> _Short problem_: Rename "nose" to "muzzle" everywhere it appears in the data below, and reproduce the data with everything else unchanged.

> _Records provided_:

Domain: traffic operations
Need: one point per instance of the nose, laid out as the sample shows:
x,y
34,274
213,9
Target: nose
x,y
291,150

> _Result of this task_:
Domain: traffic operations
Need: one point per instance of the muzzle, laid out as the sample shows:
x,y
34,274
213,9
Target: muzzle
x,y
291,150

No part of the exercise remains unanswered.